#### [Dataset items]
*-*-*
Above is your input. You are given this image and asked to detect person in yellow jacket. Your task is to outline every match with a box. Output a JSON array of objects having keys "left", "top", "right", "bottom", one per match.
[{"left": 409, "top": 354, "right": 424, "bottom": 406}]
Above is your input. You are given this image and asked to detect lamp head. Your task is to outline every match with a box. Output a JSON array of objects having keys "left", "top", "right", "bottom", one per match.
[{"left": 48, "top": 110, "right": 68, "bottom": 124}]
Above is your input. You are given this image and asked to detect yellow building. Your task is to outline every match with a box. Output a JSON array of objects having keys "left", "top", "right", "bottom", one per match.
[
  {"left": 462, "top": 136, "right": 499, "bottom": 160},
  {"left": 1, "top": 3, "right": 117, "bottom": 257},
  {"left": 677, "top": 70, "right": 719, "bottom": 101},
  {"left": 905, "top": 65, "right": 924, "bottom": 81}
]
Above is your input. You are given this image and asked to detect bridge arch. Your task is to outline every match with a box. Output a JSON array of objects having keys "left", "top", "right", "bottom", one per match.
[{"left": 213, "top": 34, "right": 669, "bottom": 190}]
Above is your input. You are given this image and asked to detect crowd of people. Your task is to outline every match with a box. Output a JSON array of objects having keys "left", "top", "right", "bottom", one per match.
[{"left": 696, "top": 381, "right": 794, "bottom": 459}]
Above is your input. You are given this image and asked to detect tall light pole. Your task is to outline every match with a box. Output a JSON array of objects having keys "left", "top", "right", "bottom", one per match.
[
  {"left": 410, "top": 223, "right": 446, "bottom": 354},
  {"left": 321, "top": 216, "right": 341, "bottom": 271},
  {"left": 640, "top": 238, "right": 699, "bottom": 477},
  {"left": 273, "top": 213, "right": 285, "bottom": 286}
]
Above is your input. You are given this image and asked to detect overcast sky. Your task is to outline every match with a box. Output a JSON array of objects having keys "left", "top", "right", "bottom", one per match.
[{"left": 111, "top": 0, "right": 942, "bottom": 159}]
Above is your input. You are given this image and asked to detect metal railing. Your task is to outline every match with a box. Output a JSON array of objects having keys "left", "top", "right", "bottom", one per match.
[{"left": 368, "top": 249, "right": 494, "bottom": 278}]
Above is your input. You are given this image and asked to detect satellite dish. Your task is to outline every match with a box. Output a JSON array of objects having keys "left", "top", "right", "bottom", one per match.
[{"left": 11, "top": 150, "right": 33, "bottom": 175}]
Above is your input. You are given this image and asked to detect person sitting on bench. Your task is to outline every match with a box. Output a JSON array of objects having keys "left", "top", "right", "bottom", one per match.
*-*-*
#### [The problem]
The data must be printed verbatim, line by line.

#### [Written solution]
Above is your input. You are given this image and asked to detect person in yellow jacket. Your task is to outline every match with a box. Output a JSON array of objects having keys "left", "top", "right", "bottom", one per match.
[{"left": 409, "top": 354, "right": 424, "bottom": 406}]
Above is your input. You are given this image and asked to detect lamp head. Your task is to outline every match with a box. Output a JSON array of objects having keys "left", "top", "right", "bottom", one per match.
[{"left": 48, "top": 110, "right": 68, "bottom": 124}]
Above is your input. You are given this image and asked to detect yellow building. Your task is to outline every match with a box. Output a JSON array of objects having keys "left", "top", "right", "bottom", one per match.
[
  {"left": 462, "top": 136, "right": 499, "bottom": 160},
  {"left": 1, "top": 3, "right": 117, "bottom": 257},
  {"left": 677, "top": 70, "right": 719, "bottom": 101},
  {"left": 905, "top": 65, "right": 924, "bottom": 81}
]
Above is your input. You are given this image and asked to detect bridge arch. Your task is to outline every match with a box. Output a JSON array of objects having keys "left", "top", "right", "bottom", one per match.
[{"left": 213, "top": 34, "right": 669, "bottom": 190}]
Above is your input. You are given this image and asked to detect crowd of people. Your task is to outline every match with a box. Output a JSON array of objects having keys "left", "top", "right", "bottom", one per match.
[{"left": 696, "top": 381, "right": 794, "bottom": 459}]
Above is your input. You are given this image and asked to detect tall light pole. Your task is to outline every match with a box. Output a JSON array of objects having keys "left", "top", "right", "bottom", one per match.
[
  {"left": 410, "top": 223, "right": 446, "bottom": 354},
  {"left": 321, "top": 216, "right": 341, "bottom": 271},
  {"left": 640, "top": 238, "right": 699, "bottom": 477},
  {"left": 273, "top": 213, "right": 285, "bottom": 286}
]
Above is your input. You are given this image and asked to detect overcast sky. Your task is to outline every match with a box. Output a JSON array of objects having keys "left", "top", "right", "bottom", one per match.
[{"left": 111, "top": 0, "right": 942, "bottom": 159}]
Above is your input. You are given this image and asked to detect metal railing. Your task is to outline every match with a box. Output a JSON array of objects having keys "left", "top", "right", "bottom", one per match.
[{"left": 368, "top": 249, "right": 494, "bottom": 278}]
Above is your input. You are given this image and asked to detect satellite dish. Your task is to outline every match with a box. Output a JSON array of objects having keys "left", "top", "right", "bottom", one per match.
[{"left": 11, "top": 150, "right": 33, "bottom": 175}]
Above is your input. You are given this image and asked to detect person sitting on bench. Your task is to outline every match with a box. Output a JSON array of objects having keys "left", "top", "right", "bottom", one per match.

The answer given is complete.